> **YOUR TASK**: Copy out every line in the material below that contains the word "leaf".

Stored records
##########
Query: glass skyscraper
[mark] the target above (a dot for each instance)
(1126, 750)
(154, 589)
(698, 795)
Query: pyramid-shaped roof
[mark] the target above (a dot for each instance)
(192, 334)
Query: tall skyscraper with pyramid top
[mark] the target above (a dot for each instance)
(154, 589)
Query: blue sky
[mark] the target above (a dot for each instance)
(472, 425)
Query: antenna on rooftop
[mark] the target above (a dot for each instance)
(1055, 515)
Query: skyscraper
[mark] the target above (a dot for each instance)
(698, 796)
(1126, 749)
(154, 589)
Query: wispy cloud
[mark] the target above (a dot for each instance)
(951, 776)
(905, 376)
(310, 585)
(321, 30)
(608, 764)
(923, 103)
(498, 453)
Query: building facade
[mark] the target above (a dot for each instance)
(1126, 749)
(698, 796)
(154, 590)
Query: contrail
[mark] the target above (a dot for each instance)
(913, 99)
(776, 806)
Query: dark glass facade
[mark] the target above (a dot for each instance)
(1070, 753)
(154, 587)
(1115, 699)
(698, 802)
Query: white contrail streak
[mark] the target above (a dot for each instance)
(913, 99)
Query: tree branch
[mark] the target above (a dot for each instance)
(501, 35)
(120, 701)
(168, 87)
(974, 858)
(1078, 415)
##########
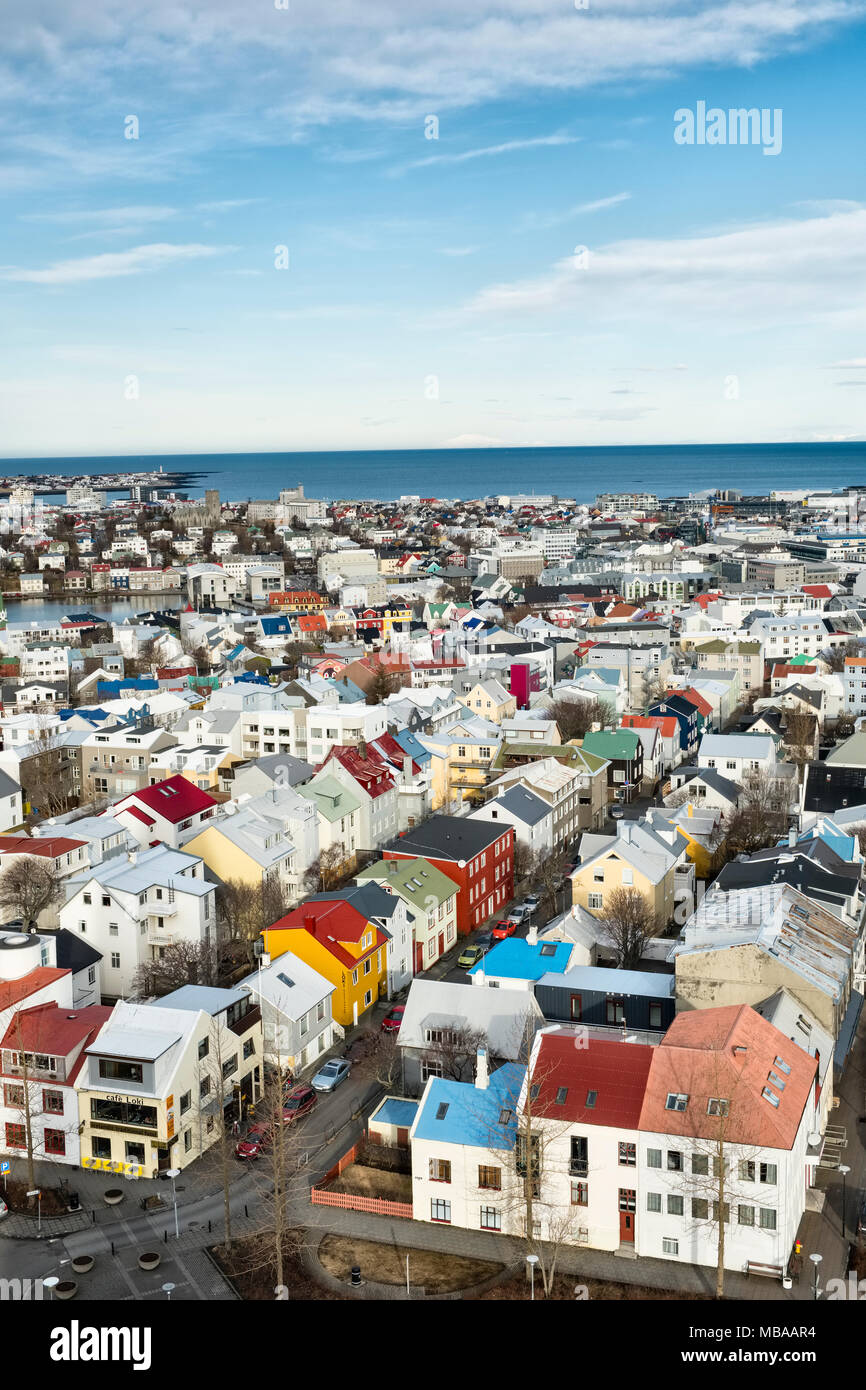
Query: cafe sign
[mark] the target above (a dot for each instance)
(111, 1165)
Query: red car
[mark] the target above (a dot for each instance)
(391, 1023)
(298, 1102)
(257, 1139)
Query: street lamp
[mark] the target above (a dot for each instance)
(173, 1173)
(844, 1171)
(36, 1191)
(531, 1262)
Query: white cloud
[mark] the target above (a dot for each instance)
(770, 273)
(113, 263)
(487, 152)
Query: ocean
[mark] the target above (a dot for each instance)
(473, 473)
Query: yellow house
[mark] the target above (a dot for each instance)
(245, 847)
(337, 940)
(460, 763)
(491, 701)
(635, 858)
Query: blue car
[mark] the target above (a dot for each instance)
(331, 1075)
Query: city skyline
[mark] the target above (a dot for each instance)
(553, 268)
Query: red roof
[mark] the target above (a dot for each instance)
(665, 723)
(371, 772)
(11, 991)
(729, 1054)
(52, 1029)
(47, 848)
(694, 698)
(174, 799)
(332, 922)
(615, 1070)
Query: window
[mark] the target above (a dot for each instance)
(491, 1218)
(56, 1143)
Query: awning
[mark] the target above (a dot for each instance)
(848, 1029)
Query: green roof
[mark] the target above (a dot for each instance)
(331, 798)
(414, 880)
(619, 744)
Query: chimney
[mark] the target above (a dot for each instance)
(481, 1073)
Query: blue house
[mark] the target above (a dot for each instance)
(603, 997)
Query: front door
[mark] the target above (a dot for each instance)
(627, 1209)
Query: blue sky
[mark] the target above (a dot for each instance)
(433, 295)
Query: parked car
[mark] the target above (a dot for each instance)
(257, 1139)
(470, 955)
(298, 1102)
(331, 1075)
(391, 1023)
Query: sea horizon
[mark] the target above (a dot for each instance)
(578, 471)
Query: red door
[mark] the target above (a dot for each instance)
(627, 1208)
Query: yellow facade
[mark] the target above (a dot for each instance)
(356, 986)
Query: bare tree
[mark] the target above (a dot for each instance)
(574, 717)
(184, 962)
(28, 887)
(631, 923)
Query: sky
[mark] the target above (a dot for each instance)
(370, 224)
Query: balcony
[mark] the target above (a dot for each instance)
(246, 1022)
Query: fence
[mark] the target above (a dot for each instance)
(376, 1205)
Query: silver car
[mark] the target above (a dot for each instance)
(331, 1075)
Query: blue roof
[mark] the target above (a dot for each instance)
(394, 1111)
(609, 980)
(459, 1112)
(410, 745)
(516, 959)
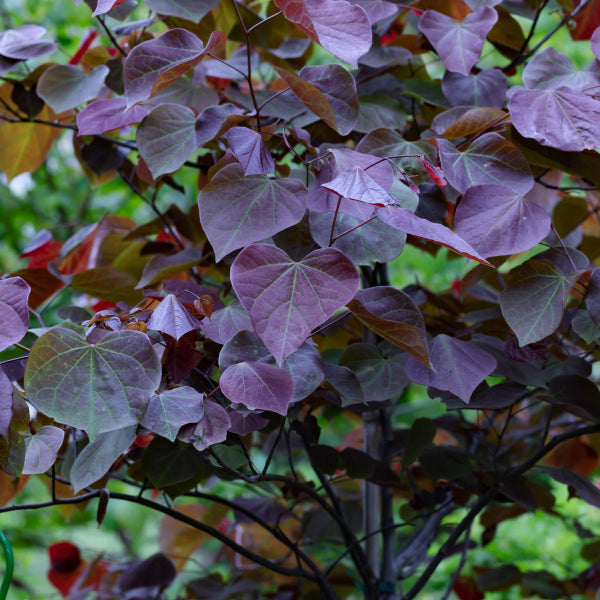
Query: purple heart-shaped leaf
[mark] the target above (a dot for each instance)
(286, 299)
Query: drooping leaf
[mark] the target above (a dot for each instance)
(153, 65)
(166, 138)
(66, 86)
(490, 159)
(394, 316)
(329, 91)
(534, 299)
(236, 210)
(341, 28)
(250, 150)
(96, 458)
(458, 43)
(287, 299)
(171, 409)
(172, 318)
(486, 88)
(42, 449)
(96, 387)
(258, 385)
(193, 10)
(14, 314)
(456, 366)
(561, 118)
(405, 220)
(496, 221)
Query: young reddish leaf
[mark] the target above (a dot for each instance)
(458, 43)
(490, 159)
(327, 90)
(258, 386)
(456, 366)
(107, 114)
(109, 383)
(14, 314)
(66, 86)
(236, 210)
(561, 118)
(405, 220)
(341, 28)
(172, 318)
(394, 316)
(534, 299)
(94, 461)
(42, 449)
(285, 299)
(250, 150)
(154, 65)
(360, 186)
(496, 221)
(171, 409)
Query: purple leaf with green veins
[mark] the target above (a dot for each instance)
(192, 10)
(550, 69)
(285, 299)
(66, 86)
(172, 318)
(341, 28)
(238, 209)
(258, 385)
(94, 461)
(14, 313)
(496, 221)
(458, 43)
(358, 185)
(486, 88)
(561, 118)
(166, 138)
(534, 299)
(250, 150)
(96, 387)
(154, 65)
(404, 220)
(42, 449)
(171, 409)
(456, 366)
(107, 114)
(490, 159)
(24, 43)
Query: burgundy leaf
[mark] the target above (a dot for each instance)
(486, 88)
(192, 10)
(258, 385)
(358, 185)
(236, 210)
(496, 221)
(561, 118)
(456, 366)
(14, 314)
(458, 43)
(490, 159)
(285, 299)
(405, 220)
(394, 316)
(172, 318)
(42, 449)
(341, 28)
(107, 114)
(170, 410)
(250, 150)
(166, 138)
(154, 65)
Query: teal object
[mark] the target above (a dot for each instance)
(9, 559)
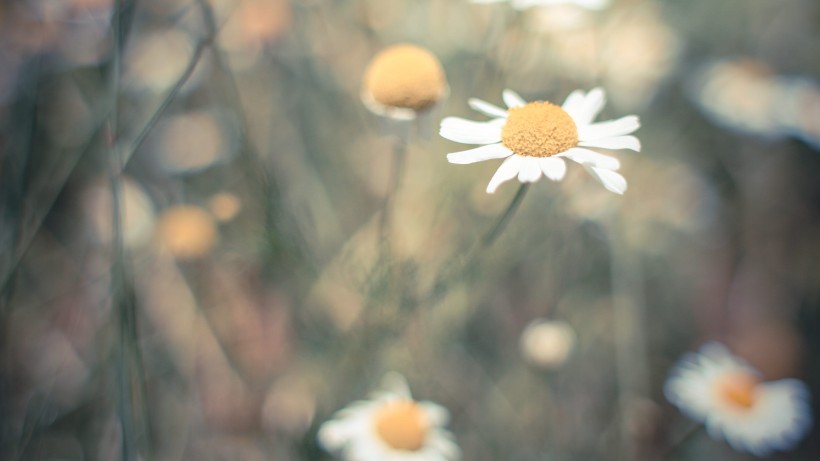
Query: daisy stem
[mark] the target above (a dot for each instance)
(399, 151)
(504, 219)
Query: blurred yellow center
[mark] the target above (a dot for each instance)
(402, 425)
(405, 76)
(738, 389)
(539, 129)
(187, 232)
##########
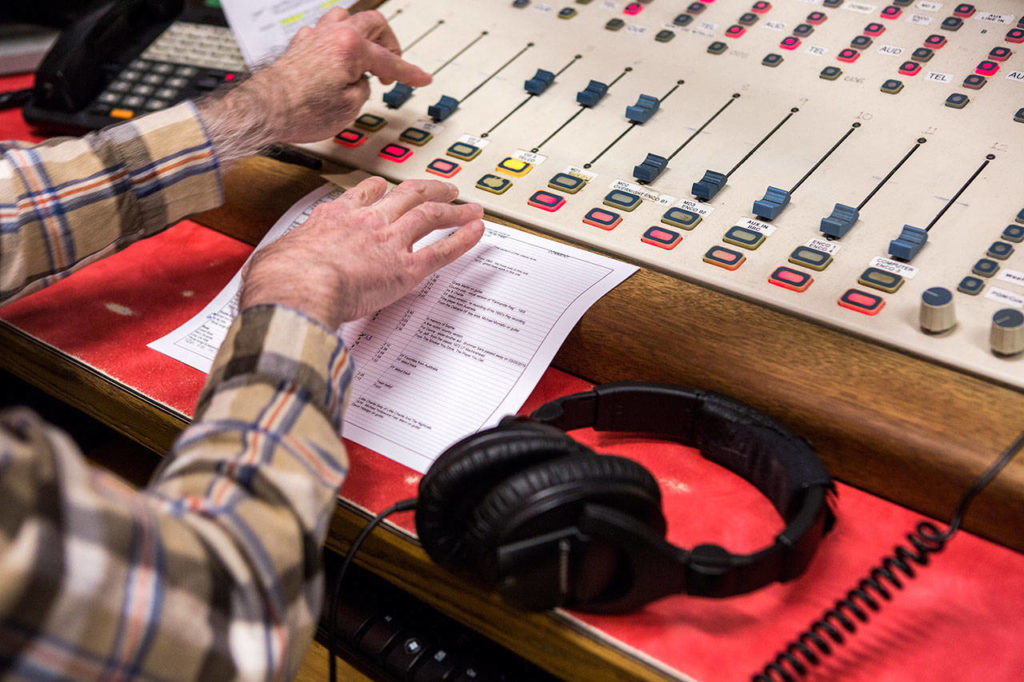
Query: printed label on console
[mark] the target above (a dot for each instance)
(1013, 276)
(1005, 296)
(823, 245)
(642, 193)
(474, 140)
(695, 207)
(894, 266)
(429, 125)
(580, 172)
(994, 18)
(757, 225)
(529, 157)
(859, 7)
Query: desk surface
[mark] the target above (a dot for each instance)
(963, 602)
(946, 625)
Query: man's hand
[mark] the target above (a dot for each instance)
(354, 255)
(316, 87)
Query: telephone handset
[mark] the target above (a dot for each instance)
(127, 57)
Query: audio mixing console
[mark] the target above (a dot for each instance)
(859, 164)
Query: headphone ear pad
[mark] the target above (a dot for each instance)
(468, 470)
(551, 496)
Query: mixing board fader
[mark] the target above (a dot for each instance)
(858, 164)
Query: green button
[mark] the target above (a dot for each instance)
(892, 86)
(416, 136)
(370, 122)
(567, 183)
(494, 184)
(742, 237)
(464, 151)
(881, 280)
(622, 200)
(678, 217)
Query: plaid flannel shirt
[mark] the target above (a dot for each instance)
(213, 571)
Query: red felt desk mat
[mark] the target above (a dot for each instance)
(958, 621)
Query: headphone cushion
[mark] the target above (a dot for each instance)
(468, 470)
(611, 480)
##########
> **RESPONSE TO THIS EXERCISE**:
Query: purple heart-shaped leaf
Query: drooping leaf
Query: young reddish leaf
Query: purple leaf with green veins
Query: burgundy leaf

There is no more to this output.